» **Supplied entries**
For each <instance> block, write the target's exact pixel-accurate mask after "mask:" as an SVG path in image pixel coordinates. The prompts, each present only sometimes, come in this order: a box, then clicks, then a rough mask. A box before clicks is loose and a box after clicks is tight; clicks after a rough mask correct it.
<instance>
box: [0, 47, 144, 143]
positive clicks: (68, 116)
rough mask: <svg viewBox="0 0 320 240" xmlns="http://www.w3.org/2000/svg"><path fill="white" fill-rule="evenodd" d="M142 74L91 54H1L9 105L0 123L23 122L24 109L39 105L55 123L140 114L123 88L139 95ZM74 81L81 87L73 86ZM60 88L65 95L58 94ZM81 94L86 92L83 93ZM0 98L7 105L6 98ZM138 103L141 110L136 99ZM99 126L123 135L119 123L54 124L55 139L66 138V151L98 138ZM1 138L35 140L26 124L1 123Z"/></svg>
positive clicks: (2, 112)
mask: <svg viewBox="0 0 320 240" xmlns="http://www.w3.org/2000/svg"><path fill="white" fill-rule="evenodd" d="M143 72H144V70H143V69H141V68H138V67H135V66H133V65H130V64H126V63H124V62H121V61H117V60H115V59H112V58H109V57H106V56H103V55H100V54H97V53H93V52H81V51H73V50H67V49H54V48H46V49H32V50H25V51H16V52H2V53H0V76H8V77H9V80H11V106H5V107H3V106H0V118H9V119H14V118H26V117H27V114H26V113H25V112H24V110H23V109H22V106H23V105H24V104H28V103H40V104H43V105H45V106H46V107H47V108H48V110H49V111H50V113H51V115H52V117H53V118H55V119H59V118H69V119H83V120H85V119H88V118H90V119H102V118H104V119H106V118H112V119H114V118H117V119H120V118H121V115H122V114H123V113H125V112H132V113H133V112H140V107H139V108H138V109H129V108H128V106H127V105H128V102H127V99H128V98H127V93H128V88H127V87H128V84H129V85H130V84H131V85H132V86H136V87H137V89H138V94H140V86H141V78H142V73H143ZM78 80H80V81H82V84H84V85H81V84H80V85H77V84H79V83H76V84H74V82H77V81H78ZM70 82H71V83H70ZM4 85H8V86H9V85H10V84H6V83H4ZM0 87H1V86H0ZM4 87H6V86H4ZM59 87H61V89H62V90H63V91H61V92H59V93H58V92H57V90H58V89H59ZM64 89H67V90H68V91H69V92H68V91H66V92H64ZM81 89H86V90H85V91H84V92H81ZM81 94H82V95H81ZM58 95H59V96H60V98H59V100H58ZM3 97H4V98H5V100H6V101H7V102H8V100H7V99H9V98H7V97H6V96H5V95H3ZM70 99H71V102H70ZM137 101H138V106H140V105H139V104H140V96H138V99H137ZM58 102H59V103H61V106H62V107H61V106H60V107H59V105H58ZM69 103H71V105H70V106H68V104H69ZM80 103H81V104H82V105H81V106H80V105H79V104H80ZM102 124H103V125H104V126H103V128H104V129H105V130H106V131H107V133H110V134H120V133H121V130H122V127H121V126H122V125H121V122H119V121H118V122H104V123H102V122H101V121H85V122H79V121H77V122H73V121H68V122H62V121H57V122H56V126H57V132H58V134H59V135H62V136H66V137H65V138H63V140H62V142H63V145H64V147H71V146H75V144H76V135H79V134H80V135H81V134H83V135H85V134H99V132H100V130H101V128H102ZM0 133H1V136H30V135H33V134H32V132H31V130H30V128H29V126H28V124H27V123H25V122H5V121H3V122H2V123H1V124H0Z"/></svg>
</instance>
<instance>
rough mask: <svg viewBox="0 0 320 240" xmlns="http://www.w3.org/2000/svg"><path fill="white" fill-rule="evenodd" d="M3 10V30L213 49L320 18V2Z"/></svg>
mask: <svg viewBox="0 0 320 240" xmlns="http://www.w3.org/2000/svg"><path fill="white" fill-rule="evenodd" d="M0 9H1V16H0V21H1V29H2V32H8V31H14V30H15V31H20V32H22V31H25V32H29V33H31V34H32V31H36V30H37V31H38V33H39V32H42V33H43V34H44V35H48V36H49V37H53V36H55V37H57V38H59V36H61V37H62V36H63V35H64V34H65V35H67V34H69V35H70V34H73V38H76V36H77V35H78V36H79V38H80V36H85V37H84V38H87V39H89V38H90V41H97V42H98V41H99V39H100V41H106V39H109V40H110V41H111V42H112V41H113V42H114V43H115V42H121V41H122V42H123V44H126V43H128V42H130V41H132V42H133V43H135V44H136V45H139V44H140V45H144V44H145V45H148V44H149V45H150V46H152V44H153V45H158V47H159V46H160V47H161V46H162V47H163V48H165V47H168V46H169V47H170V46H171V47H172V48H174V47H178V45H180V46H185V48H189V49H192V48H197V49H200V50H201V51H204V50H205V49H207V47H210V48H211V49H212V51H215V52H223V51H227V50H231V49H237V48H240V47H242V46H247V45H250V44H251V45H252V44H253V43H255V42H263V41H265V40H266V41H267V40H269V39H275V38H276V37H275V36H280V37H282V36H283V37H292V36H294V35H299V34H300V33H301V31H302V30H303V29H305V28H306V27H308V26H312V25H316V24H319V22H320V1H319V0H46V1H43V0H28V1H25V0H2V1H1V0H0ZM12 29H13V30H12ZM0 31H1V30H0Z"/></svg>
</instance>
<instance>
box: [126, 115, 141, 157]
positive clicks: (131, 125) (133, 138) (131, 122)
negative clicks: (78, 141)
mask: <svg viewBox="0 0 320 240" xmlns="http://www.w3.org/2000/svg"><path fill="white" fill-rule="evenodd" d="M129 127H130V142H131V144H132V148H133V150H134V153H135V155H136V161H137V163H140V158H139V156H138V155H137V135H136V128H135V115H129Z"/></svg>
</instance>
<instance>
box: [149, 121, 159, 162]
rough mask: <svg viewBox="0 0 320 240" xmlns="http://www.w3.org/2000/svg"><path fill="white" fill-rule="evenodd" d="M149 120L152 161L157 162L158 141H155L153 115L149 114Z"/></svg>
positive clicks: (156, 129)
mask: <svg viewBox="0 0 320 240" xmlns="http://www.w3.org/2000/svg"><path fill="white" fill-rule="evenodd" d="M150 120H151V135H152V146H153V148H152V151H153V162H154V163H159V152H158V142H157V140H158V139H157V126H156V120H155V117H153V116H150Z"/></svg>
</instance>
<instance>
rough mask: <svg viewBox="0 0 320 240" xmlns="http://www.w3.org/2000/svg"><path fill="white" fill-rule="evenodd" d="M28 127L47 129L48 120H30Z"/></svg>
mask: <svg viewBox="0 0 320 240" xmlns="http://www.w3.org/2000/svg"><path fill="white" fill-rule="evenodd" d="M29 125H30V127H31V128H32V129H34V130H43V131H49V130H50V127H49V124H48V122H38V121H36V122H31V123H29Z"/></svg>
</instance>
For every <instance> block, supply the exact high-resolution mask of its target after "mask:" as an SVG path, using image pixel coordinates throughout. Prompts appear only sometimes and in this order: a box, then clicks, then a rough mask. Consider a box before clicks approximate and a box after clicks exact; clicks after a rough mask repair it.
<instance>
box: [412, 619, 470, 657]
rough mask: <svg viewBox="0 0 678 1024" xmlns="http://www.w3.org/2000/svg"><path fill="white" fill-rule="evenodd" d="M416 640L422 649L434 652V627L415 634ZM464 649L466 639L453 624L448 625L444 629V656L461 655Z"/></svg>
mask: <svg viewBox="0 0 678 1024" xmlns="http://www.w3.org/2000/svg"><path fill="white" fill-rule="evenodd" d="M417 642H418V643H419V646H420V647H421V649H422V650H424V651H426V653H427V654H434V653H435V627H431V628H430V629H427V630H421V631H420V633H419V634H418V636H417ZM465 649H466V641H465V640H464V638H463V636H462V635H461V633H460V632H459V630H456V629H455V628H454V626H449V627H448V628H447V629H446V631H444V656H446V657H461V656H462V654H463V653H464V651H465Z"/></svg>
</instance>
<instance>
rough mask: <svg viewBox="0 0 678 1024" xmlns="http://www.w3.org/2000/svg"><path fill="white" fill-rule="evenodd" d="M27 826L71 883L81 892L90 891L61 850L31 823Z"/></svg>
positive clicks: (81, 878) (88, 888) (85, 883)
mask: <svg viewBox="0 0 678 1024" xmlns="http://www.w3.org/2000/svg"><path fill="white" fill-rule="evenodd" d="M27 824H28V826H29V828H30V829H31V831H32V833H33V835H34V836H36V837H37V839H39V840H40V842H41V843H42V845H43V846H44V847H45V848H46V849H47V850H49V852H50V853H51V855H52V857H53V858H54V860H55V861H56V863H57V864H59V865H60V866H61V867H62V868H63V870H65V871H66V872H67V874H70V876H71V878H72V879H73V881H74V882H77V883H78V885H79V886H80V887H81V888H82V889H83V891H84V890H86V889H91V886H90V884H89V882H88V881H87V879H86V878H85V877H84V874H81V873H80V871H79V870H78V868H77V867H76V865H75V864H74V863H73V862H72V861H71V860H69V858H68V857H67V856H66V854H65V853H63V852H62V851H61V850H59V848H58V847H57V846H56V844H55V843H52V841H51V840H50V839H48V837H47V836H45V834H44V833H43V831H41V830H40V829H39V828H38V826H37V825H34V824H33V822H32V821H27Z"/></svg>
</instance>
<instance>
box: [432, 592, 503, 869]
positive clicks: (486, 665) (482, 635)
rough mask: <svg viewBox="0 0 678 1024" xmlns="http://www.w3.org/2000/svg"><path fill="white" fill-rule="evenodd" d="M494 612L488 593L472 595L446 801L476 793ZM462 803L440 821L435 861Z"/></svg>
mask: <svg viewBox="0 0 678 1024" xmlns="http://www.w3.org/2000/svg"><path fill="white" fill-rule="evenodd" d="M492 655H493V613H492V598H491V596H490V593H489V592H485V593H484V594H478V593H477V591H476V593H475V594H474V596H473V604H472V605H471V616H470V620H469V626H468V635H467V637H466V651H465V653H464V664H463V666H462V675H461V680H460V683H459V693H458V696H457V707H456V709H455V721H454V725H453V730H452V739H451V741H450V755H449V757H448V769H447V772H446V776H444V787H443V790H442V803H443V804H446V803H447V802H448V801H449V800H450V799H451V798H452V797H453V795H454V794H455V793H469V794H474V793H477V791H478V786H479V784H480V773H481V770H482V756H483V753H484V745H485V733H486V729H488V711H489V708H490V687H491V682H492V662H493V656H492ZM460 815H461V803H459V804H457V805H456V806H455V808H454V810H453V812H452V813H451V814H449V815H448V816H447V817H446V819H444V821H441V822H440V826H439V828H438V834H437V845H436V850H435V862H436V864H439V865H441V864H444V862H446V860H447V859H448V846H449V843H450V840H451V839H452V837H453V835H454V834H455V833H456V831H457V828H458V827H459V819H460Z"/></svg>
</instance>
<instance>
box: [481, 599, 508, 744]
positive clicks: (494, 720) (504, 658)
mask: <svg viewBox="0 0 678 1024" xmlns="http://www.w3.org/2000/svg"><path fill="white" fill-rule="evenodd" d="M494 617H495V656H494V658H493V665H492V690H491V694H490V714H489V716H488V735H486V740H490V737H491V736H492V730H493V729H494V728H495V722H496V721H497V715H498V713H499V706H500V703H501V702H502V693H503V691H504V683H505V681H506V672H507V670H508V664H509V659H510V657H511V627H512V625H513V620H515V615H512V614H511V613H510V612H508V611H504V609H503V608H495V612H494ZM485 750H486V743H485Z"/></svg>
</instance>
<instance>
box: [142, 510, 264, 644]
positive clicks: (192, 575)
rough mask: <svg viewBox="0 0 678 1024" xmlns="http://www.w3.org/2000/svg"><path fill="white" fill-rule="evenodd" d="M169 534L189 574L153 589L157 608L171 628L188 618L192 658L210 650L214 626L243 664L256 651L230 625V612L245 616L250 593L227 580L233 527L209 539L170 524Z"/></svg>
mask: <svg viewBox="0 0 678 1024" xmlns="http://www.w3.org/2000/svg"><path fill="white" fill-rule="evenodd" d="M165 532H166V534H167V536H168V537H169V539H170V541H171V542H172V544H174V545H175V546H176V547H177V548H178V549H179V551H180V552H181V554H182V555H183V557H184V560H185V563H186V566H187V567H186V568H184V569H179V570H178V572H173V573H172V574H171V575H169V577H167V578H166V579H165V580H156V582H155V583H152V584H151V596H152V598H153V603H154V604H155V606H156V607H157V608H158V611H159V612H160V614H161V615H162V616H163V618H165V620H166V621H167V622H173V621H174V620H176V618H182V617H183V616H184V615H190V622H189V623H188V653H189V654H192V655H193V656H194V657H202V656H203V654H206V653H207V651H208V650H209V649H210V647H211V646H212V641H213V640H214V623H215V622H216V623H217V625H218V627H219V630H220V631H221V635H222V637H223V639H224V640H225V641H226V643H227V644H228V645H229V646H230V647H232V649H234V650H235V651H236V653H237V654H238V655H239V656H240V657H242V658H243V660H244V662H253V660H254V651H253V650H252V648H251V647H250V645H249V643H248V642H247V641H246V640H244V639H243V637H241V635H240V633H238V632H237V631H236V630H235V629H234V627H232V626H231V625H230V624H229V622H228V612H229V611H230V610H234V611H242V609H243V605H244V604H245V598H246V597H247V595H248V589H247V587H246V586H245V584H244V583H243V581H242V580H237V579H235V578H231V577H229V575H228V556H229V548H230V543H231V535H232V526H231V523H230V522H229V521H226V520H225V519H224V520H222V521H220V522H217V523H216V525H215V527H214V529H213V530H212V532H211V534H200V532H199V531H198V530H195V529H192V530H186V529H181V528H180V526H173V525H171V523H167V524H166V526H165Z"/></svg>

» **Required work**
Show, from the records above, every line that includes "only".

» **Answer to this exercise**
For each <instance> block, write the target's exact pixel-accurate mask after "mask:" as an SVG path in image pixel coordinates. The prompts, each present only sometimes, come in this order: a box, then clicks, then a rough mask. A box before clicks is loose and a box after clicks is tight; clicks after a rough mask correct it.
For every <instance> block, supply the exact high-resolution mask of its target after "mask:" as an SVG path, using image pixel coordinates throughout. Prompts appear only sometimes and in this order: a box, then clicks, then a rough mask. Consider a box before clicks approximate and a box after clicks exact; clicks after a rough mask repair it.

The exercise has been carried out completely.